* [Problem details]:
Set down the final part of the listing, which starts at the line containing "of the concrete" and runs to the last line, exactly and completely.

══ Data under study

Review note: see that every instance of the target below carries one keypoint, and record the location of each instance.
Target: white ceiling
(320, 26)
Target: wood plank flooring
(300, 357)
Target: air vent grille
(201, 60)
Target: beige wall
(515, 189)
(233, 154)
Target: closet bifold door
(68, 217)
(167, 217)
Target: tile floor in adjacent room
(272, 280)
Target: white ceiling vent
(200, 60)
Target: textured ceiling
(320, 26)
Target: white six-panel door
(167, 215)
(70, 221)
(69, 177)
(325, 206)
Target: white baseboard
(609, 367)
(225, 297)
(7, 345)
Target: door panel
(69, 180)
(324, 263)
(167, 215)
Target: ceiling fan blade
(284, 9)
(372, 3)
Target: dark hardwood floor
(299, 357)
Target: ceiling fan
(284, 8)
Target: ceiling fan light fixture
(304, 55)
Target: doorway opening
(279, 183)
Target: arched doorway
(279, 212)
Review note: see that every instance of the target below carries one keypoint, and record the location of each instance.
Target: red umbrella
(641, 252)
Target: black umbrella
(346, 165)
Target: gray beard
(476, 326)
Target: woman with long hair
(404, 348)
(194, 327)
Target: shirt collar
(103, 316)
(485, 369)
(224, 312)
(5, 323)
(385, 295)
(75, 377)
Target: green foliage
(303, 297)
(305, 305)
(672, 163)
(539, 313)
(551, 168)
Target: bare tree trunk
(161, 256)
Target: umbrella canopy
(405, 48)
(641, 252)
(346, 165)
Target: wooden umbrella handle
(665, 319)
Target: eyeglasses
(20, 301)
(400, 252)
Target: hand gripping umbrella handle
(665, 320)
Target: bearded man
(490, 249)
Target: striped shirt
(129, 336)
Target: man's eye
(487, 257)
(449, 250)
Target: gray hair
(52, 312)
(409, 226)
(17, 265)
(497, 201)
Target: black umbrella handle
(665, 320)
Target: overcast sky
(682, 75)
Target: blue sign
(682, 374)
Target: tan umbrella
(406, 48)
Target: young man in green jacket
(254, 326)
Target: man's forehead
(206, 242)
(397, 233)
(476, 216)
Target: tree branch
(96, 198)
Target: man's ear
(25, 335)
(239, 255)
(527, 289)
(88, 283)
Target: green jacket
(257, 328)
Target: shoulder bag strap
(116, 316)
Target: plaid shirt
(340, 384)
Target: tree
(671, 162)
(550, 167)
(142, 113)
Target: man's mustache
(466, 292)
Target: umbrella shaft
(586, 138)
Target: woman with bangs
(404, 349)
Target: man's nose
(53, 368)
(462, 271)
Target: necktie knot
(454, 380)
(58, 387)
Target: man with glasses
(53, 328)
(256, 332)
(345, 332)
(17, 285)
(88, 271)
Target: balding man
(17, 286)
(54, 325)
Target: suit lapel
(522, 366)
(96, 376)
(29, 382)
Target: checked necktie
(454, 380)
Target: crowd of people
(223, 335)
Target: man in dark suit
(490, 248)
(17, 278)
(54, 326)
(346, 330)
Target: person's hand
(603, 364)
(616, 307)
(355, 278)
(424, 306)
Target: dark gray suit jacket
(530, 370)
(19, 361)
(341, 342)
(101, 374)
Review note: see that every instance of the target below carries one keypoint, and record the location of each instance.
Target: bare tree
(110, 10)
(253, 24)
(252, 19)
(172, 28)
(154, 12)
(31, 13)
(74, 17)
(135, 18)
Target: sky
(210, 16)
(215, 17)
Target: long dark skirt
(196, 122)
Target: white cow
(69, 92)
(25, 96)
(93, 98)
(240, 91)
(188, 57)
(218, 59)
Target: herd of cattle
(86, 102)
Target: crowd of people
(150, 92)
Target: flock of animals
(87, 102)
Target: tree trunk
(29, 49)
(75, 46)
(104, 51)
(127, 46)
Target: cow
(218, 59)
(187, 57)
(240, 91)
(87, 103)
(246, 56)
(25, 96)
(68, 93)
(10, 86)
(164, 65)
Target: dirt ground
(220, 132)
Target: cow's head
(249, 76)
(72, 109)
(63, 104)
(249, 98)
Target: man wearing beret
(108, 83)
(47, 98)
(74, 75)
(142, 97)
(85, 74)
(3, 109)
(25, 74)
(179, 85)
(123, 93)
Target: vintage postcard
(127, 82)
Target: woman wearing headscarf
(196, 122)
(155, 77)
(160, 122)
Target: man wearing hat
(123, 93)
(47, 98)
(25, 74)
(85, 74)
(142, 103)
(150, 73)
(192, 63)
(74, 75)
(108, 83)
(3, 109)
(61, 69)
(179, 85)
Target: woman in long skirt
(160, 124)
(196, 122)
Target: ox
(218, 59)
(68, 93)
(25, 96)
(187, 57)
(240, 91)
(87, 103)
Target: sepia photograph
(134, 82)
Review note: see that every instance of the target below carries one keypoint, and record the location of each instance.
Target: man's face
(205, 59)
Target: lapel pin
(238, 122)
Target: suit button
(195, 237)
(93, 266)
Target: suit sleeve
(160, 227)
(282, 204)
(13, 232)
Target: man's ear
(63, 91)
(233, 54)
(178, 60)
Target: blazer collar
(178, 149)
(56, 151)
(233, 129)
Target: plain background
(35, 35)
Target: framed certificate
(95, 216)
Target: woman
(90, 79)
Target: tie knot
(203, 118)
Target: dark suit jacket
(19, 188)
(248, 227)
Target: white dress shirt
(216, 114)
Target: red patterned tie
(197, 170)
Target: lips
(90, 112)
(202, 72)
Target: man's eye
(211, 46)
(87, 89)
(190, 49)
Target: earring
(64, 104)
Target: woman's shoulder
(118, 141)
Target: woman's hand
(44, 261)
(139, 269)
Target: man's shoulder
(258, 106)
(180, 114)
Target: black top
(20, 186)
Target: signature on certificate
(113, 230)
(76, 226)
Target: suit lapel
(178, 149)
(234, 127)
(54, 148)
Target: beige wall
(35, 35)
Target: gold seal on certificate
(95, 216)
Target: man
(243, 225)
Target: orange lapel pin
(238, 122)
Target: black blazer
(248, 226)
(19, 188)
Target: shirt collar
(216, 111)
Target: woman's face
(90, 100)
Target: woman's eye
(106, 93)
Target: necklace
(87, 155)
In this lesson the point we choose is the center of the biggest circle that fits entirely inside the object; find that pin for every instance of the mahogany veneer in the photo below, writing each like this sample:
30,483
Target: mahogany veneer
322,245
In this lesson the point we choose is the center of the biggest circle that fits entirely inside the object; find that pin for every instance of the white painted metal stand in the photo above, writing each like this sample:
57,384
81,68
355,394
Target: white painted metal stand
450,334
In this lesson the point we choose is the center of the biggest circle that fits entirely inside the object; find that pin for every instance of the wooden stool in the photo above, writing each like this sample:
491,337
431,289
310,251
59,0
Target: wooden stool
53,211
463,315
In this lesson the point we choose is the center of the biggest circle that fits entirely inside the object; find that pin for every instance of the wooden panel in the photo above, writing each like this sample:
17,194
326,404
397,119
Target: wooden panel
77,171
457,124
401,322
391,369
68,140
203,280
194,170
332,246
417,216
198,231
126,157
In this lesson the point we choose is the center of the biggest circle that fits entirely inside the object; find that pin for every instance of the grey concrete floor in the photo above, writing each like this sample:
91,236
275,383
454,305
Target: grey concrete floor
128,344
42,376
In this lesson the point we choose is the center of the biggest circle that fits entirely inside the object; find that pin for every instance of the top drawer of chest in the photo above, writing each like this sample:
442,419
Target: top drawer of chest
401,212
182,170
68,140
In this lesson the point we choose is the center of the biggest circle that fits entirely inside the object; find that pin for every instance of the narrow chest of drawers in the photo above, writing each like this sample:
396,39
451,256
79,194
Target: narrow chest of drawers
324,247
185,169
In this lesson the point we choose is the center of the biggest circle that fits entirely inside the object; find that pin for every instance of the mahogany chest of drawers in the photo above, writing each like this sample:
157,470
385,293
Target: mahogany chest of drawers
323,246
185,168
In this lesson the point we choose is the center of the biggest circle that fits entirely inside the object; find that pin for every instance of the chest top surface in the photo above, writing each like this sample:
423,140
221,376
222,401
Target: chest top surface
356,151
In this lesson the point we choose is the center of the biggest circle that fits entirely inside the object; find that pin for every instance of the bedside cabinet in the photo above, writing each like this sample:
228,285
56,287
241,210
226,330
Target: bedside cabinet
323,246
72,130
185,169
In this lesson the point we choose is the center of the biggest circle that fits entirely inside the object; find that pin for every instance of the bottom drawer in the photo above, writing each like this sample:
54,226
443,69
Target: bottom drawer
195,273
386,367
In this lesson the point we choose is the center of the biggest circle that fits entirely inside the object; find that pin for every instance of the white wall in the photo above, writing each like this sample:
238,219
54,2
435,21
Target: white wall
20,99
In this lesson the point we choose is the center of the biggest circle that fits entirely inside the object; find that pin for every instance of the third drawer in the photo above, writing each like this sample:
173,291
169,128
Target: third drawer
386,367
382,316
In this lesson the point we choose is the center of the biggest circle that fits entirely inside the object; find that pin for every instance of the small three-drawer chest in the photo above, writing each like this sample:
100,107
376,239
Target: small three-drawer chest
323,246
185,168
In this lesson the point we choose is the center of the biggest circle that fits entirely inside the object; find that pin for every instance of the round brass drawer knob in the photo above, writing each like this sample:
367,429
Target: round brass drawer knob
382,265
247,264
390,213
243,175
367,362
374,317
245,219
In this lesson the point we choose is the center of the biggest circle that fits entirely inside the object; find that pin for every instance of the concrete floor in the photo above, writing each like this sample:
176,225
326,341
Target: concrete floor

════

* [Solved exercise]:
In this lesson the point we choose is the center of the biggest circle that fits entirely inside the object; find that pin for every instance of the concrete floor in the photo above, writing each like this sample:
176,225
326,341
Target: concrete floor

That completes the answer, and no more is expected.